GIVEN PASSAGE
* * * * * * * * *
Looking For: Community
I was a bit late getting my Christmas shopping done this year, so I found myself in a department store at the jewelery counter. You can imagine the kind of swarm that exists around any department store’s jewelery counter at this time of year. (Vosskah and I have been laughing at a radio ad we heard in which a middle-aged lady is listing all of the possible gifts to be found at [Store], “Sweaters! Perfume! Jewellery,” and she utters the last word with the kind of lusty eroticism I never expected to hear on the radio. Jewellery is a Big Thing, apparently).
So the department is crowded; I’m only there to find some clip-on earrings for my Grandma, and a kindly lady shows me how they are mixed in and where I can look, etc. I feel for this woman because she is clearly petrified and it’s her first day on the job. When I find the earrings I want and am paying for them, she is taking the time to get gift boxes for them, and tissue paper to go along with the sweater I was also buying. She’s not moving at light speed, but I think it’s a reasonable length of time for a transaction. Before my things have even been bagged, though, the lady behind me has moved up to the jewellery counter and is placing her items while impatiently asking, “Is it possible to get some service here?” I’m still inputting my PIN into the machine at this point and the lady is almost shoulder to shoulder with me. The poor woman helping me finishes up our transaction while the woman training her takes over for Ms. Can’t Wait Two Minutes. I walk away from the jewellery department exclaiming to Voss, “Did you SEE that?”
* * * * * * * * *
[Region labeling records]
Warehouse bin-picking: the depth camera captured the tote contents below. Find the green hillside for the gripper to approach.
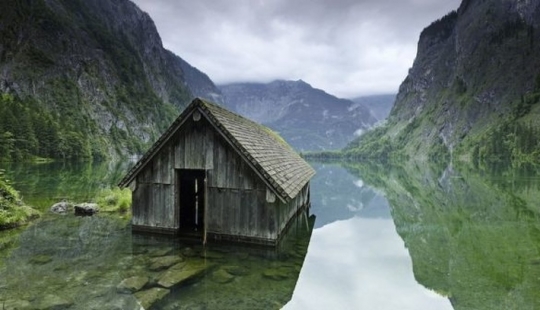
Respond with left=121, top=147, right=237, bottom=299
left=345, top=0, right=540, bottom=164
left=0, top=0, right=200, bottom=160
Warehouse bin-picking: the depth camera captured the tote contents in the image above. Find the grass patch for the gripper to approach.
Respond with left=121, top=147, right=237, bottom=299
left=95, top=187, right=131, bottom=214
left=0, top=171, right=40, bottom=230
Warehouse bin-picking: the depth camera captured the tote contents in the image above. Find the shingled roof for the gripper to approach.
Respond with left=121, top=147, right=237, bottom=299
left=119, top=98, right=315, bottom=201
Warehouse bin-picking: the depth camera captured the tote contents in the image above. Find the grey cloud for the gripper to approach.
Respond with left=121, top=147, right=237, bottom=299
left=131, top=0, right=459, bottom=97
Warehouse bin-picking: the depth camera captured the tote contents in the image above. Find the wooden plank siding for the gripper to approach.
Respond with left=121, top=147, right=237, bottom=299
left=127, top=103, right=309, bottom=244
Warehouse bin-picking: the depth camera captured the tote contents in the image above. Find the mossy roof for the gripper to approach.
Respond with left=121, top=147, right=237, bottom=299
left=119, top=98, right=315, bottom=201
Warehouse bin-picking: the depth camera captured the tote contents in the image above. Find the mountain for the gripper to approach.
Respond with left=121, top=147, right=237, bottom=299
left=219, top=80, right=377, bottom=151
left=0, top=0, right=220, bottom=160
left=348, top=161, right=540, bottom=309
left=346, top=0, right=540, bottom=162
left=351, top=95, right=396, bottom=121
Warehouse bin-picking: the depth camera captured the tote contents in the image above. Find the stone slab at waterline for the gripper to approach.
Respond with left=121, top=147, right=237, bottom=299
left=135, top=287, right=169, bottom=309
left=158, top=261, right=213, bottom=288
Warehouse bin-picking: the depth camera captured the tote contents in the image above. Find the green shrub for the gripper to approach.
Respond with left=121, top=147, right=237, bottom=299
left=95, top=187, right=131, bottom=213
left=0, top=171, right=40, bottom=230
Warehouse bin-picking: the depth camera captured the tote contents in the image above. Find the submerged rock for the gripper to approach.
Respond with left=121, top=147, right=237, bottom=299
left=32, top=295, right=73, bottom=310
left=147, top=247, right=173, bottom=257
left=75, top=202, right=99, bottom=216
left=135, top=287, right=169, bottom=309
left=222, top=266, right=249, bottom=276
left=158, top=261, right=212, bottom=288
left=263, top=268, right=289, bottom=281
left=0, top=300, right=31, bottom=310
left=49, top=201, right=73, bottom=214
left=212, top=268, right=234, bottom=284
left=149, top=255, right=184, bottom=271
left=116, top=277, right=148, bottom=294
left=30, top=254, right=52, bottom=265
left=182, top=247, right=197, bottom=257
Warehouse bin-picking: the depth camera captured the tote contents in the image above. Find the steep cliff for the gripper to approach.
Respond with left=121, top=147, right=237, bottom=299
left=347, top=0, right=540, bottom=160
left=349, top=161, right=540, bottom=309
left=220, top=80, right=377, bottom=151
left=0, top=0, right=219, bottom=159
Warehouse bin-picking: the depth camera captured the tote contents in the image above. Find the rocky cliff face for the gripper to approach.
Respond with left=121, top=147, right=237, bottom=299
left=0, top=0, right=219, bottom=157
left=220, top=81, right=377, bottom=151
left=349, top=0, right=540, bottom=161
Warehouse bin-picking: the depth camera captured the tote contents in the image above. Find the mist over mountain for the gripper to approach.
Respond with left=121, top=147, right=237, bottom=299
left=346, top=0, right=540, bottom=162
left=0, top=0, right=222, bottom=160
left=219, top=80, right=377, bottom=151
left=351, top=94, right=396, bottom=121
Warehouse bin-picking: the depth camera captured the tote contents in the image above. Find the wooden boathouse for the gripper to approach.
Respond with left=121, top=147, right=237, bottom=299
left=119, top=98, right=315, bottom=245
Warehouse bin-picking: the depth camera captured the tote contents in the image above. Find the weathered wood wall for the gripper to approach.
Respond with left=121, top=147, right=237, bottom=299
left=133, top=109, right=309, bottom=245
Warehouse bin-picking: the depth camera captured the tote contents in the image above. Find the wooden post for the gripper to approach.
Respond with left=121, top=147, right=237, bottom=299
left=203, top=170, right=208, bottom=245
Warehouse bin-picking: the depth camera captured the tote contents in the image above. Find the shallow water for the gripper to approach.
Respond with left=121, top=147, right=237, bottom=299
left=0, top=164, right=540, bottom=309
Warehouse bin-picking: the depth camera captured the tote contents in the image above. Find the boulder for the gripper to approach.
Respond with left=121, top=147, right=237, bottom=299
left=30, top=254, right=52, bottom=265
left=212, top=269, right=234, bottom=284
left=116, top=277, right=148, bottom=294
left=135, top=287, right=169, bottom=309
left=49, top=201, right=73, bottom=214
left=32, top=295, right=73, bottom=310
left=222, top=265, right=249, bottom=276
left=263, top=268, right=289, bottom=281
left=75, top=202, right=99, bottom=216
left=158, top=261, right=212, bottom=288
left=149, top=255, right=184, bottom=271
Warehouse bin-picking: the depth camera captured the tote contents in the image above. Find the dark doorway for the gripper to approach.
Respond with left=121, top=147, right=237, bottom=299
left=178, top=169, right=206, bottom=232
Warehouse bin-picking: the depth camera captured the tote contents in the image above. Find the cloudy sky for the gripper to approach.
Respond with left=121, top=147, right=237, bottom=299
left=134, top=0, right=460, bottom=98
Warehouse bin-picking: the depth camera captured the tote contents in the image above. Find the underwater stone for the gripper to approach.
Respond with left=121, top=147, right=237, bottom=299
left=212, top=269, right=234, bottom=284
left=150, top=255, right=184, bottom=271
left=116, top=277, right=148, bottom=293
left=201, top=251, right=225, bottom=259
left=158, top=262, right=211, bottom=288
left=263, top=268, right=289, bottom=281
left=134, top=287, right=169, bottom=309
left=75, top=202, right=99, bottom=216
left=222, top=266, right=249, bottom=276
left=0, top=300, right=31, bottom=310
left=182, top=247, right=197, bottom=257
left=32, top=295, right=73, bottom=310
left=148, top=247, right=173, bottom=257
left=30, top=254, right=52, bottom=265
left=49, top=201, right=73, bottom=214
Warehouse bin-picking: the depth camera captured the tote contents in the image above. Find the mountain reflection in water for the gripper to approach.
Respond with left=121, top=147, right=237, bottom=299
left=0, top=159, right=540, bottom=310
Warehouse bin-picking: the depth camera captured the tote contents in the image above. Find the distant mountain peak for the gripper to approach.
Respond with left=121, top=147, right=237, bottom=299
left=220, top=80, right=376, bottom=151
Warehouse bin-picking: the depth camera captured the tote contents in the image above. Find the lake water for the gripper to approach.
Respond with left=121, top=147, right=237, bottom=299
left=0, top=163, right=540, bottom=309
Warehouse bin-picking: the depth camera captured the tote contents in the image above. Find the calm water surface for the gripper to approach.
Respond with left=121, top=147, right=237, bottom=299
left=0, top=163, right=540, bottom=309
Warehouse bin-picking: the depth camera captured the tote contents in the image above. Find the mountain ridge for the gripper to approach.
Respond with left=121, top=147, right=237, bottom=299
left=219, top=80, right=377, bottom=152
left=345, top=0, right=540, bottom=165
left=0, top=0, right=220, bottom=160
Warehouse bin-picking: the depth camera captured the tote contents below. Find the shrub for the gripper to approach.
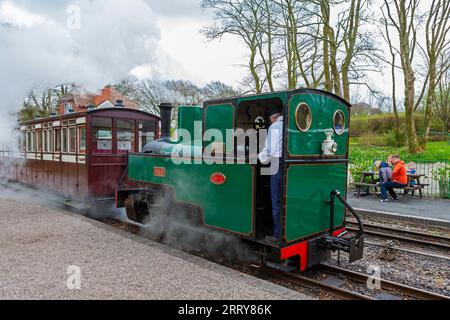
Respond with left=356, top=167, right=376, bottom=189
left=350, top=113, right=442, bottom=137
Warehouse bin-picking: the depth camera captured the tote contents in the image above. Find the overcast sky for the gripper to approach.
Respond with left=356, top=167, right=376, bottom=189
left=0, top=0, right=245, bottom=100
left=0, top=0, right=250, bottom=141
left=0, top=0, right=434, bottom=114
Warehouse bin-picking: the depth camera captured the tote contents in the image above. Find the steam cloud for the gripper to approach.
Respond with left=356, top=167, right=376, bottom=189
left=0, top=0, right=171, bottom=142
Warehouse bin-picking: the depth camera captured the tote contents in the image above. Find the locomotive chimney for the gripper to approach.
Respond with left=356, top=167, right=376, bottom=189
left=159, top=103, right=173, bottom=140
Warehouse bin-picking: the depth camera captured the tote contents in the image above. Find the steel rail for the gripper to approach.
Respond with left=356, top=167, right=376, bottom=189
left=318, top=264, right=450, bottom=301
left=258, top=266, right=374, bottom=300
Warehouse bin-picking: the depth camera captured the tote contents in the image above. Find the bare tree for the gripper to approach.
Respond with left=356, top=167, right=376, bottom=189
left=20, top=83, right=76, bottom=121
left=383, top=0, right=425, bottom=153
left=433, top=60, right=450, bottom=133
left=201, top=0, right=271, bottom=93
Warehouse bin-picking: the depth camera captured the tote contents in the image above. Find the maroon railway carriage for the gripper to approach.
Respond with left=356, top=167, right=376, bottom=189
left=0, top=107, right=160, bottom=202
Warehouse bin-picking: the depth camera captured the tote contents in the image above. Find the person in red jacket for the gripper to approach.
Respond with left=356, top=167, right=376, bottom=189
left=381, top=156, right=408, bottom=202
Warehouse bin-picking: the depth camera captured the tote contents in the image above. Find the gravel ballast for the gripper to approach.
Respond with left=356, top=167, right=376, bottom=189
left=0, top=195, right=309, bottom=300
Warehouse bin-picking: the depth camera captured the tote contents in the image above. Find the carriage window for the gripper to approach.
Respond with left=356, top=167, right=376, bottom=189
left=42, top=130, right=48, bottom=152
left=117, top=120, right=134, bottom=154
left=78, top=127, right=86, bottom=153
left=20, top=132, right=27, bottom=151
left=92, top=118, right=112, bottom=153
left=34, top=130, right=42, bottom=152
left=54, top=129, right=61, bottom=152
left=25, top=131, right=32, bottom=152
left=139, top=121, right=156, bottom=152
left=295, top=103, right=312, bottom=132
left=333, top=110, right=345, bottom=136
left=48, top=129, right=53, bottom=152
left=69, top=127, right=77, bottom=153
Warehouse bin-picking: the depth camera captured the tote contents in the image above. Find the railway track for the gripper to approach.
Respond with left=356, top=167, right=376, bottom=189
* * * * * * * * *
TO-DO LIST
A – In the Christmas shopping passage, what was the writer looking for at the jewelry counter for Grandma?
B – Retype the Christmas shopping passage, beginning at the words "Looking For: Community" and stopping after "Big Thing, apparently).".
C – Write what comes next in the Christmas shopping passage, picking up after its final sentence.
These lines come from a source unrelated to the Christmas shopping passage.

SOLVED PROBLEMS
A – Clip-on earrings.

B –
Looking For: Community
I was a bit late getting my Christmas shopping done this year, so I found myself in a department store at the jewelery counter. You can imagine the kind of swarm that exists around any department store’s jewelery counter at this time of year. (Vosskah and I have been laughing at a radio ad we heard in which a middle-aged lady is listing all of the possible gifts to be found at [Store], “Sweaters! Perfume! Jewellery,” and she utters the last word with the kind of lusty eroticism I never expected to hear on the radio. Jewellery is a Big Thing, apparently).

C –
As far as these stories go, it’s a pretty mild one. Entitled lady doesn’t think that waiting in line is necessary, she wants service and she wants it now. She’s the real life equivalent of a “go go go”-er. However quickly things are moving, it’s not fast enough for her. They’re unpleasant in real life as they are in a video game, and I’m afraid that more and more the game is tailored to them.

I've been taking screenshots of LFR chat here and there since the patch, here's one of them with more to follow.
This is fairly radical for the erstwhile Pugging Pally to admit, but I don’t like LFD. I don’t like LFR. Wait, before you scroll to the bottom and start typing an angry comment, let me clarify. I understand the dilemmas that LFD and LFR were introduced to address. I’m not one of the elite raiders who feels that only 1% of people playing the game should see end-game content. I don’t need other people excluded from things so that I can feel awesome about myself. It turns out, it is possible to have your internet dragon and loot it too. No one else can take away from your accomplishments in-game because they’re yours. So that’s not my problem. And on the surface, LFD and LFR work. You want a dungeon? You can be doing one anywhere from instantly to twenty minutes later, most any time of day. It turns out that the same is true for LFR; you probably won’t wait in a queue longer than twenty minutes and probably less for that, too. I have run LFR solo, I’ve run it with my guild, I’ve run it with just a few friends. I’ve done it as a druid, a paladin, and a mage. I’ve had plenty of experience with it. And here’s where I think the problem lies.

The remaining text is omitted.